Updated: Aug 28, 2021
Change is difficult. Like cement, the older we get the more set in our ways we become. Serving as a pastor in a congregation that has a substantial older demographic comes with its challenges. Most of my congregants are over twice my age and some three times my age. They have seen the world change and rapidly at that.
From world wars, putting a man on the moon, disco (and who wants to remember that), fears of nuclear holocaust, microwaves, television, and the internet, the world looks different from what they remember—and so does the church! For some, their church is the last portion of their lives that resembles their past. And as such, a pitfall that young pastors such as myself can fall into is changing their church without sensitivity or care. In Tom Rainer’s book, Who Moved My Pulpit?, he writes:
“Your role as a change leader has three major components. First, you have to lead the congregation to face reality. Then you have to communicate that reality and the steps needed to move forward again and again. Finally, you must communicate with a sense of urgency.”
The above is a wise way to handle change. However, change for the sake of change should not be admired. We change as a church not because we want to, but because we have to. We have to stay rooted in our urgency to share the gospel, engage a lost generation, and being willing to live in the culture we are called to reach. However, the rulebook has been thrown out the window due to the Coronavirus—but this can be good. Unlike any time before us, churches have had to shift with little time to discuss how this ought to happen. As hard as its been for many of us, there is a silver lining. Now more than ever people are willing to change. They see the need to adjust under these unique circumstances.

**EXTRACTED ENTRIES:**
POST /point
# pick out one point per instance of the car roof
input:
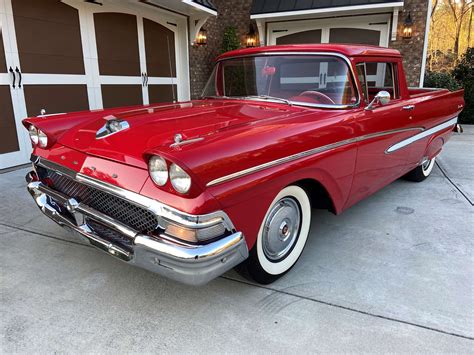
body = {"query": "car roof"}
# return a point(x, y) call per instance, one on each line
point(349, 50)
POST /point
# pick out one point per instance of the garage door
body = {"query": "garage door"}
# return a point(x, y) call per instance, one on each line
point(136, 59)
point(371, 30)
point(69, 55)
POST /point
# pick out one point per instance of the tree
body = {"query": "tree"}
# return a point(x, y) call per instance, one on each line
point(459, 9)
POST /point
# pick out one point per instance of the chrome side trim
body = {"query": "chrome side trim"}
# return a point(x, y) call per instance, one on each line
point(182, 218)
point(421, 135)
point(424, 133)
point(185, 142)
point(330, 54)
point(306, 154)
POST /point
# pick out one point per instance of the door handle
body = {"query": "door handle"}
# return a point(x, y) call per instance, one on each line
point(14, 77)
point(19, 74)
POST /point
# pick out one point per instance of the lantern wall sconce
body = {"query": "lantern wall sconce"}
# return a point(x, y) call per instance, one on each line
point(251, 37)
point(408, 27)
point(201, 38)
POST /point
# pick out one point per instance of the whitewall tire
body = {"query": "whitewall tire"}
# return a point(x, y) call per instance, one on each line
point(282, 236)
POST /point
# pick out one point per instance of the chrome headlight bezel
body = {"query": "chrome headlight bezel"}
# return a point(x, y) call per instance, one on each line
point(42, 139)
point(180, 180)
point(33, 132)
point(158, 170)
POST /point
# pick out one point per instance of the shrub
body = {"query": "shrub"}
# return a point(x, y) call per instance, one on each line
point(440, 80)
point(231, 40)
point(464, 74)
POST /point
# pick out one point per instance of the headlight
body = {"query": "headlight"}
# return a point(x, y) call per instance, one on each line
point(33, 134)
point(180, 180)
point(158, 170)
point(42, 139)
point(193, 235)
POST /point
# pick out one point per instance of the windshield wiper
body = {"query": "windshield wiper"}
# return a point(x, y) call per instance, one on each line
point(268, 97)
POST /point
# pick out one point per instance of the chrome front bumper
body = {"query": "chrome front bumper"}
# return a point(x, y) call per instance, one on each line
point(184, 262)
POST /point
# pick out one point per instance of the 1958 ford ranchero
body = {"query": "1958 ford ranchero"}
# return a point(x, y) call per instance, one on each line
point(192, 189)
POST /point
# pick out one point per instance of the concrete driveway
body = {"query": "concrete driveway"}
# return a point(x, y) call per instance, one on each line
point(395, 273)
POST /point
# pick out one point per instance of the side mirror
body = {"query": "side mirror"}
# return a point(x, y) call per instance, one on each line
point(382, 98)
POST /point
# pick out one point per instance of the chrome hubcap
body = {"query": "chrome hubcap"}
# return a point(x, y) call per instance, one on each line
point(426, 165)
point(281, 229)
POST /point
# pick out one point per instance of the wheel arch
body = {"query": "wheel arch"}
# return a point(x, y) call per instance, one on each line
point(318, 194)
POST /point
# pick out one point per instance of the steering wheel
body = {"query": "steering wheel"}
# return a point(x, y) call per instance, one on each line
point(318, 96)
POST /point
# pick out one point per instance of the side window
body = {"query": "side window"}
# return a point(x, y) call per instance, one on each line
point(362, 77)
point(382, 76)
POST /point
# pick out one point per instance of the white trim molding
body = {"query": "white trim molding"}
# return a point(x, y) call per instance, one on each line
point(200, 7)
point(327, 10)
point(422, 135)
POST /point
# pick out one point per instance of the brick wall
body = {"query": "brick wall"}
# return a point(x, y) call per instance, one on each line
point(201, 58)
point(412, 49)
point(237, 14)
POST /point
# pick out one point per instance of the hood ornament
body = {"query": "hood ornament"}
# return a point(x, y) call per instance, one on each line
point(179, 140)
point(111, 126)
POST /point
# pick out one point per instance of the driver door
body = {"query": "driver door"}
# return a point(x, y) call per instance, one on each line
point(378, 129)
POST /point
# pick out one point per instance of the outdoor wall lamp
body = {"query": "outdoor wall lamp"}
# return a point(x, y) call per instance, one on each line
point(408, 27)
point(201, 38)
point(251, 37)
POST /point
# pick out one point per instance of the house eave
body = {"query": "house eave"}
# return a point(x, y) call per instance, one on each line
point(310, 12)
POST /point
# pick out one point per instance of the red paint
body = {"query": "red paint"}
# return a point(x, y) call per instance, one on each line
point(240, 134)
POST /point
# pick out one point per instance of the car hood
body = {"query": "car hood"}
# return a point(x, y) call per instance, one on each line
point(153, 128)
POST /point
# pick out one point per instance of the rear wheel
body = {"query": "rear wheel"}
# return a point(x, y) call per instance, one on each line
point(421, 172)
point(282, 236)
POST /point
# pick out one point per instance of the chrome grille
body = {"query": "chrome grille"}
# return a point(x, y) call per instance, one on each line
point(111, 235)
point(122, 210)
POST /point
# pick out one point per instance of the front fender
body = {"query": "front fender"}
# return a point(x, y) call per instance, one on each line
point(247, 199)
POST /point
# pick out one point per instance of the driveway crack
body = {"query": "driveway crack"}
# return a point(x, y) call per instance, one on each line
point(452, 183)
point(349, 308)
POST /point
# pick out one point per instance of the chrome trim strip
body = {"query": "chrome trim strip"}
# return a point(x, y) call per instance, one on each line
point(297, 103)
point(424, 133)
point(161, 210)
point(306, 154)
point(189, 141)
point(421, 135)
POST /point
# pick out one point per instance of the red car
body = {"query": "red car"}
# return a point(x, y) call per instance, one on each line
point(191, 189)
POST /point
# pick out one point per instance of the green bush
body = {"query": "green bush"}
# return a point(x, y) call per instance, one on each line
point(464, 74)
point(231, 40)
point(441, 80)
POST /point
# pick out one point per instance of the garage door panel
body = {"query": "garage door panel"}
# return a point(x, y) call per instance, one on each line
point(121, 95)
point(312, 36)
point(161, 93)
point(55, 98)
point(160, 49)
point(48, 37)
point(117, 44)
point(8, 132)
point(354, 35)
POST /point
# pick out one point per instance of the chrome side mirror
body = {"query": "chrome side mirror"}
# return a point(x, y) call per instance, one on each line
point(382, 98)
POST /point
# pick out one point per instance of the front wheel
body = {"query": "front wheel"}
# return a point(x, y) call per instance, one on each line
point(421, 172)
point(282, 236)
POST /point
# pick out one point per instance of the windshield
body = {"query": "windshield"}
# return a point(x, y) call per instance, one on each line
point(312, 80)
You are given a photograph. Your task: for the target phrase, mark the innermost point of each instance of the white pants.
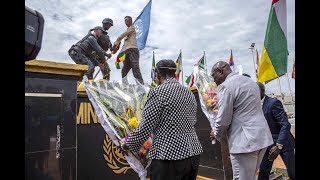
(246, 165)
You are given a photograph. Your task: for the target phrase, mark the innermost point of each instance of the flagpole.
(254, 64)
(181, 69)
(205, 60)
(290, 90)
(280, 91)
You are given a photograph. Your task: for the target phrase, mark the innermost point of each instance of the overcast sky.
(212, 26)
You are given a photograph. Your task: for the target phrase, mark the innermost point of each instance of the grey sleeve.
(225, 112)
(94, 44)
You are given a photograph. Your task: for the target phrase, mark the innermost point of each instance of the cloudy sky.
(212, 26)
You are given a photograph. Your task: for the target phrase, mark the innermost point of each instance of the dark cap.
(107, 20)
(100, 28)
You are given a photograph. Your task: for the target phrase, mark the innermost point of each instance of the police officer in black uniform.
(105, 43)
(81, 52)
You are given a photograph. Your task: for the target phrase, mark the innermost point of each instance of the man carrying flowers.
(170, 115)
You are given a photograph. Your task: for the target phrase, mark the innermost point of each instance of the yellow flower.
(133, 122)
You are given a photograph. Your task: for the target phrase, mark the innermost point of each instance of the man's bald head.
(262, 89)
(220, 71)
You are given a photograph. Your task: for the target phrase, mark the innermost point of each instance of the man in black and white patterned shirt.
(170, 114)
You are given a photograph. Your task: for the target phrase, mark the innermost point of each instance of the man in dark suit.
(170, 113)
(284, 142)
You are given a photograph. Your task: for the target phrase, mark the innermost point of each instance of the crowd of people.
(256, 126)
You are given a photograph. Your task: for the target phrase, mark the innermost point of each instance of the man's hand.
(101, 65)
(212, 136)
(115, 48)
(124, 148)
(273, 153)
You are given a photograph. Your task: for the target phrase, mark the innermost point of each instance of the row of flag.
(273, 62)
(190, 79)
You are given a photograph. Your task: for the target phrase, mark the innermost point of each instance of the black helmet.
(107, 20)
(100, 28)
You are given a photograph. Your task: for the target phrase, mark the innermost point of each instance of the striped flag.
(274, 58)
(201, 62)
(179, 66)
(121, 57)
(190, 80)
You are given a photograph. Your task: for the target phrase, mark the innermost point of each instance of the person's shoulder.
(272, 100)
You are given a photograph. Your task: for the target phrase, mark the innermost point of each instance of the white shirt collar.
(262, 100)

**ACTIONS TO TAKE:**
- 1) List every change the older congregants have lived through that the article on leading change in the church names, from world wars to the internet.
- 2) Pick up the article on leading change in the church right after its final sentence and carry it forward.
The records have nothing to do with what is asked here.

**WRITTEN ANSWERS:**
- 1)
- World wars
- Putting a man on the moon
- Disco
- Fears of nuclear holocaust
- Microwaves
- Television
- The internet

- 2)
Our church went from having a dated website with little to no web presence or social media offerings to a refreshed site with fantastic features, podcast on every mobile platform, online streaming, call-in prayer line, Zoom bible studies, a plethora of social offerings, and we are looking into new ways to not only grow people’s faith but minister to our community. In the short weeks since we’ve had to transition, we’ve seen our web presence skyrocket. From our first Sunday to our last, our viewership has over doubled. And the greatest part of all of this was receiving a call from an older congregant who cannot attend our normal Sunday gatherings because of mobility issues thank me because she feels a part of the church again through our stream.
If we don’t change our churches, we will become like a pond where the water is stagnant and unhealthy to drink, but I believe God wants to move the church from being a stagnant pond to a flowing river. Use this opportunity to remind people of the mission of the church during a time that they are most willing to accept change. And while I am certain a new found appreciation for meeting in person will be gained, there are new ways of doing church that will now be appreciated.